§ ÉNONCÉ 1
Répondez à ces questions sur l'article consacré au procès Eternit bis.
(a) Dans quelle ville s'est ouvert le procès en appel le 13 novembre ?
(b) Pour combien de décès dus à l'amiante ce procès en appel est-il tenu ?
(c) À quelle peine la Cour d'assises de Novara a-t-elle condamné Stephan Schmidheiny ?

§ EXTRAIT DU TEXTE
La justice suggère au roi de l’amiante de réparer ses torts
Le 13 novembre à Turin s’est ouvert le procès en appel Eternit bis pour les décès dus à l’amiante dans la commune de Casale Monferrato. Le Ministère public propose au milliardaire suisse Stephan Schmidheiny d’assumer les conséquences de ses actes via la justice réparatrice. Récit de la première audience.
«L'accusé n'est pas présent?» demande la présidente du tribunal, Cristina Domaneschi, en s'adressant aux avocats de Stephan Schmidheiny, qui, d'un geste de la tête, répondent: «Non.» L'interprète, assis au fond de la salle et prêt à traduire de l'italien vers l'allemand et vice-versa chaque mot du procès, est alors congédié. La première audience en appel du procès Eternit bis pour 392 décès dus à l'amiante dans l'usine piémontaise de Casale Monferrato s'est ouverte sur ce passage formel (et prévisible, étant donné que Schmidheiny a toujours déserté les salles d'audience). Le procès a été convoqué pour examiner la sentence de la Cour d'assises de Novara (dans laquelle Schmidheiny a été condamné à 12 ans de prison pour homicide multiple aggravé), contestée tant par la défense, qui insiste sur la demande d'acquittement, que par l'accusation, qui réitère la thèse de l'homicide intentionnel.

§ Entrées d'étiquetage de régions
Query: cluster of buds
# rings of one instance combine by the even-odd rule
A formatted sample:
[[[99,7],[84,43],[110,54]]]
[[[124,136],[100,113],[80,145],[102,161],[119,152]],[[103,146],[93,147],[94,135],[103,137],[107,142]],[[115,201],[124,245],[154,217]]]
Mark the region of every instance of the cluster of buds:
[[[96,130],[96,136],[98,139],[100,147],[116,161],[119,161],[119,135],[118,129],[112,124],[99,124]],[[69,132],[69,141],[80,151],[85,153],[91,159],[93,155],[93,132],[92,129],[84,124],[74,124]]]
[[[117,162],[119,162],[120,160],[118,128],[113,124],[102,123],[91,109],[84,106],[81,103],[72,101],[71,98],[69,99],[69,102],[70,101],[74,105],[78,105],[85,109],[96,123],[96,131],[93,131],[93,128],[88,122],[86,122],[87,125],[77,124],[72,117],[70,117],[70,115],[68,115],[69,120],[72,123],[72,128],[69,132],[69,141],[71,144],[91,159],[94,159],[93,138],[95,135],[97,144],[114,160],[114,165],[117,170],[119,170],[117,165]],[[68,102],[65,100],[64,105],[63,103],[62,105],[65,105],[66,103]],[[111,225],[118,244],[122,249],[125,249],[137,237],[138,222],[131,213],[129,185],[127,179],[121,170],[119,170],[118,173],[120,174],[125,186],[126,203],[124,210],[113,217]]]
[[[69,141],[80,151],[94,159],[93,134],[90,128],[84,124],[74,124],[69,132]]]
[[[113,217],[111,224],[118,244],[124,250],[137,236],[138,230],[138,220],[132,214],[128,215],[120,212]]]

§ ÉNONCÉ 2
Relevez chaque ligne des entrées qui contient la chaîne "buds", en tenant compte de la casse.

§ CORRIGÉ DÉTAILLÉ 1
(a) À Turin.
(b) Pour 392 décès.
(c) À 12 ans de prison pour homicide multiple aggravé.

§ CORRIGÉ DÉTAILLÉ 2
Query: cluster of buds
Mark the region of every instance of the cluster of buds:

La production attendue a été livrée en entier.